[Stored entries]
^^^^
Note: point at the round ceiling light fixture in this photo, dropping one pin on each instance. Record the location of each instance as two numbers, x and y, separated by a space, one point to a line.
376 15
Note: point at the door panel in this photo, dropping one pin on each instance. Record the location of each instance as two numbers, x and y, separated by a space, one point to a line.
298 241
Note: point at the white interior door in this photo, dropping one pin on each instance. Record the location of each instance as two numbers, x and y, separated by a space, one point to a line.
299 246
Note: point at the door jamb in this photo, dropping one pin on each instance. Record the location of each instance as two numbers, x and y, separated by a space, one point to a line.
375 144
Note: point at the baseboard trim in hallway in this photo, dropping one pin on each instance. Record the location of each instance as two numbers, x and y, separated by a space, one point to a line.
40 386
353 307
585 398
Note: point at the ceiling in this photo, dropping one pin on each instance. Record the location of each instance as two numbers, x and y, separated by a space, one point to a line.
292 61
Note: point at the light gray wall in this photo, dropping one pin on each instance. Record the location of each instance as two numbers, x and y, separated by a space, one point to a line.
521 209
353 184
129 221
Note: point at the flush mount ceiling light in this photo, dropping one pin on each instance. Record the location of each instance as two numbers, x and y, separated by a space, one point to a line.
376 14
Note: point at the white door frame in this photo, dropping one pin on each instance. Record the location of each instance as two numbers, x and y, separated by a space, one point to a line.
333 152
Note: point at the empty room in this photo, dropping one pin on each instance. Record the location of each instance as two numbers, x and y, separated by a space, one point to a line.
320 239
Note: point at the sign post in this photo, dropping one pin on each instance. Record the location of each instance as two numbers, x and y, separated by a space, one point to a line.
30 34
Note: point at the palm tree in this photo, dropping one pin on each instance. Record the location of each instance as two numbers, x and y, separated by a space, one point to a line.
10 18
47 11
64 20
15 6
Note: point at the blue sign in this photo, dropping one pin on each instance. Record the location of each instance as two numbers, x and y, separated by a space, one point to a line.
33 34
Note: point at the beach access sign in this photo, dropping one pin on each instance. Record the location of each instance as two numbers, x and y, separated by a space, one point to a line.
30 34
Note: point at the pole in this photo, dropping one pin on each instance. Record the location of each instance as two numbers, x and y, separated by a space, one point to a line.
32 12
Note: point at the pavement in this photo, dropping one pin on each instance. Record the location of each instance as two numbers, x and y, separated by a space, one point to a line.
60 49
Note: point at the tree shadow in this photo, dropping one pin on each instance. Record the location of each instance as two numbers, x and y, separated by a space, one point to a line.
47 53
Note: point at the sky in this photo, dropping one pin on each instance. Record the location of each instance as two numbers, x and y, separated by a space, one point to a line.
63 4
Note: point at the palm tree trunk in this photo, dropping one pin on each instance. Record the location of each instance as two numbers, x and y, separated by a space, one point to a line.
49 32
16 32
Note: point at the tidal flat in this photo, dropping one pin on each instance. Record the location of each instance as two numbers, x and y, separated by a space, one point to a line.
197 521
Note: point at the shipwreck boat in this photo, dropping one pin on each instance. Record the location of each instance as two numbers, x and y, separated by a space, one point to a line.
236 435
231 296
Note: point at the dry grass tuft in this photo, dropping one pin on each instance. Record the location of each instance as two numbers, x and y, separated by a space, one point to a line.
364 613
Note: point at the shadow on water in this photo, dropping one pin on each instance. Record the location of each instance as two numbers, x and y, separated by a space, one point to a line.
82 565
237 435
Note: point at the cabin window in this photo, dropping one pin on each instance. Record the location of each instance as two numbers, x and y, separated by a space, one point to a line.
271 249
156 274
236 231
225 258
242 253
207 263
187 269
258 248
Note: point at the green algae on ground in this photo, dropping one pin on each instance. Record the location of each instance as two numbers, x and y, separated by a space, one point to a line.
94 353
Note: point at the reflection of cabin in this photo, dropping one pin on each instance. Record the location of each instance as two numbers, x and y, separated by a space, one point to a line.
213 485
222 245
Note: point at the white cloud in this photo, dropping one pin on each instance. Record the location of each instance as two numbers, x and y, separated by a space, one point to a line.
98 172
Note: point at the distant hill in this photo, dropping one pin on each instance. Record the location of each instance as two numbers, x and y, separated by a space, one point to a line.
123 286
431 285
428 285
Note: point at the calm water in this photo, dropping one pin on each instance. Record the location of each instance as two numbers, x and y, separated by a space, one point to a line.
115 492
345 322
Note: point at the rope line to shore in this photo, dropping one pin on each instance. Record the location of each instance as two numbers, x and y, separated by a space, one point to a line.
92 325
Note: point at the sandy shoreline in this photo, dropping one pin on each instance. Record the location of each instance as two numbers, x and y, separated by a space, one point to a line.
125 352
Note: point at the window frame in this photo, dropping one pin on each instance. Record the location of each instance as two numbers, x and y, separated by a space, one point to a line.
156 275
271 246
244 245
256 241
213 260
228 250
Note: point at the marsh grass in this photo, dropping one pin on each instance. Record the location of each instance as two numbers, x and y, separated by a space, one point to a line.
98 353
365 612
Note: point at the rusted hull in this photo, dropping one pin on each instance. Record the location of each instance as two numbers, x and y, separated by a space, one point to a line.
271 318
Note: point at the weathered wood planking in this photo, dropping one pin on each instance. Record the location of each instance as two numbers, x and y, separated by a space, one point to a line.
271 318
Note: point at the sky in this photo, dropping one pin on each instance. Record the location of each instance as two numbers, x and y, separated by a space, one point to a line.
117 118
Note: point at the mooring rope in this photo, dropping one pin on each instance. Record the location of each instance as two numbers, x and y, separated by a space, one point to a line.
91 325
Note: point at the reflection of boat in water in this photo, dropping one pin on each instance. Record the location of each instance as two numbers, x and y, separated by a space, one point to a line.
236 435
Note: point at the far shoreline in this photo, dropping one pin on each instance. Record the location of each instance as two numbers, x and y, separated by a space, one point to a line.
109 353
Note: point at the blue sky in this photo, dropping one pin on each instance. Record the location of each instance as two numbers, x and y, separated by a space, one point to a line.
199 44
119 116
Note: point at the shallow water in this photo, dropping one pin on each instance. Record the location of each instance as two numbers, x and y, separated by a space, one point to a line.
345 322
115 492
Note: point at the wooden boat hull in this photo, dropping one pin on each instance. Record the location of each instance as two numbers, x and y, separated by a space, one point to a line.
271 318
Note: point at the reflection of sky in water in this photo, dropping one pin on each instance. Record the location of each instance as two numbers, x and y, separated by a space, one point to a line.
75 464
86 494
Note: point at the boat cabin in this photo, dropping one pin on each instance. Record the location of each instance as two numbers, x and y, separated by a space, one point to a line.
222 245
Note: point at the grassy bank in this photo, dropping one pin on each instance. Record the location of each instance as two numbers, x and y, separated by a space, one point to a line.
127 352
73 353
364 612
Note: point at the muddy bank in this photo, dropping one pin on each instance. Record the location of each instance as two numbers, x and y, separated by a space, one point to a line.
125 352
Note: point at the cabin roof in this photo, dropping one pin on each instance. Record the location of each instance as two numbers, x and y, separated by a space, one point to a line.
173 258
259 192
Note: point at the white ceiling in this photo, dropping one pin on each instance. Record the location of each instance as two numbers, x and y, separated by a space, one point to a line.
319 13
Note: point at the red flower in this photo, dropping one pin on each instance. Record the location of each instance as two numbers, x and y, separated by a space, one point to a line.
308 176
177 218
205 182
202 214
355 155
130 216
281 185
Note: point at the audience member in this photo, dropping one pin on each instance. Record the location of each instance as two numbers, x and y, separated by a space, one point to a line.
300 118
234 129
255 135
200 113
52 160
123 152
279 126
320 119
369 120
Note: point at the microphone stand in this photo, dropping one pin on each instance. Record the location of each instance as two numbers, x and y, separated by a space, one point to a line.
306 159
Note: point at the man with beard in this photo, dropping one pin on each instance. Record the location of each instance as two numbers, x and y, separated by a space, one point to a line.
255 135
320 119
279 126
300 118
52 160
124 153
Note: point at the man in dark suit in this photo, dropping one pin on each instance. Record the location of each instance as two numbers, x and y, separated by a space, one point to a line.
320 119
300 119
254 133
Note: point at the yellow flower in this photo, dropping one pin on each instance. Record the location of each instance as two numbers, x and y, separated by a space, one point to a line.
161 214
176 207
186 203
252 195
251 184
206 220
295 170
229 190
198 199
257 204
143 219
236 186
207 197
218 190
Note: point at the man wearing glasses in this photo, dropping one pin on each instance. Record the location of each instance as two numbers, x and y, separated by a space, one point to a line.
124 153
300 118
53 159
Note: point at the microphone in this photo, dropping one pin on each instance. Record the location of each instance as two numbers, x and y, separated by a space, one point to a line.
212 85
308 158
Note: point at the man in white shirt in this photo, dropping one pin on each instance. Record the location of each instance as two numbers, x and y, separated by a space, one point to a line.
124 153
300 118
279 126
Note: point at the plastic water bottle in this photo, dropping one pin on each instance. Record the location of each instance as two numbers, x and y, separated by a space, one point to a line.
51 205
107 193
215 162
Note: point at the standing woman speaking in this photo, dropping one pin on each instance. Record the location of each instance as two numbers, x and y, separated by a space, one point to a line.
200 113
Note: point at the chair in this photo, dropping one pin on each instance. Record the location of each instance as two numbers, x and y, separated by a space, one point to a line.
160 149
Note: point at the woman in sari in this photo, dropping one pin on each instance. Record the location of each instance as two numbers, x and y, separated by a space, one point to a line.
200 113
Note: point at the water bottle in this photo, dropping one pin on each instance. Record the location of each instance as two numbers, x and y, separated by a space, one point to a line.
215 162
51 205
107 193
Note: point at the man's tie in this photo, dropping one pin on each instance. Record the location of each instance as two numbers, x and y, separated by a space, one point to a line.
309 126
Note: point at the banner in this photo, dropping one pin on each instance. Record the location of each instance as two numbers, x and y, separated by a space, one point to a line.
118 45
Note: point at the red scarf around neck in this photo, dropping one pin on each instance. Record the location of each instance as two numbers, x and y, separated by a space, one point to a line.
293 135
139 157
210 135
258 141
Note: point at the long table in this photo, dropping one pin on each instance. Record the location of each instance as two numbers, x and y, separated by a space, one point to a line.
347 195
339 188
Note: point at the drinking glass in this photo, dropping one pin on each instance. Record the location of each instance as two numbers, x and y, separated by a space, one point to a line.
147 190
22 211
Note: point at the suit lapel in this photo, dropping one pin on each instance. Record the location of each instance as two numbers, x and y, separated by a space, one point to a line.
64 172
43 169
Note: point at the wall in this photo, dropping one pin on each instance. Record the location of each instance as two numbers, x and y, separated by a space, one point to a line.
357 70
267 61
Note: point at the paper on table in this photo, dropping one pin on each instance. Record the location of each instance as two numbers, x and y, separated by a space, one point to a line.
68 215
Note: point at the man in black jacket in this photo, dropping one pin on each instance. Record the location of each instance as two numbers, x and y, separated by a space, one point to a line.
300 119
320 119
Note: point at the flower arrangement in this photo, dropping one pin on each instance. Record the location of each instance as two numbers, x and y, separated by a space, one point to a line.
^^^^
**Task prompt**
Exactly as written, give the line containing "Note: point at the man's" and all remaining lines of the records.

**Solution**
Note: point at the man's tie in this photo, dropping one pin on each instance. Record the location of each instance as two numbers, x and y, separated by a space, one point to a line.
309 126
Note: point at the banner in this photo, dropping one pin on each instance. Record the location of each instance as two numbers, x and y, separated by a space, one point to a line.
118 45
Note: point at the red scarf around neck in this photo, dropping one pin on each instance. Record the location of each instance as two numbers, x and y, separated by a space, one point to a line.
293 135
139 157
210 135
258 141
Note: point at the long table in this photo, dropping one pin on each instance. Record the location of each instance as two numbers, x and y, separated by a space, one point to a line.
347 195
339 188
Note: point at the drinking glass in this photo, dropping one pin on each instance. Record the location of each instance as two numbers, x and y, separated by a space, one point to a line.
147 190
22 211
Note: point at the suit lapel in this photo, dropping one pin on each instance. Record the location of each instance as two numbers, x and y, separated by a space, one point to a line.
64 172
43 169
Note: point at the wall in this photo, dropping one pin on each instance. Record the location of each instance as two numbers, x and y, separated by a space, one point to a line.
357 70
267 61
Note: point at the paper on table in this photo, dropping one pin on each instance. Record the location of each instance as two numbers, x and y, separated by a space, one point to a line.
68 215
Note: point at the man in black jacket in this photo, dropping one pin on each instance. Record the location of each instance as two numbers, x and y, separated by a space, one point to a line.
300 119
320 119
Note: point at the flower arrangement in this photo, dropping one pin on each instance. Record the location of each instance as two numbers, x and y, separated by a space, one point to a line.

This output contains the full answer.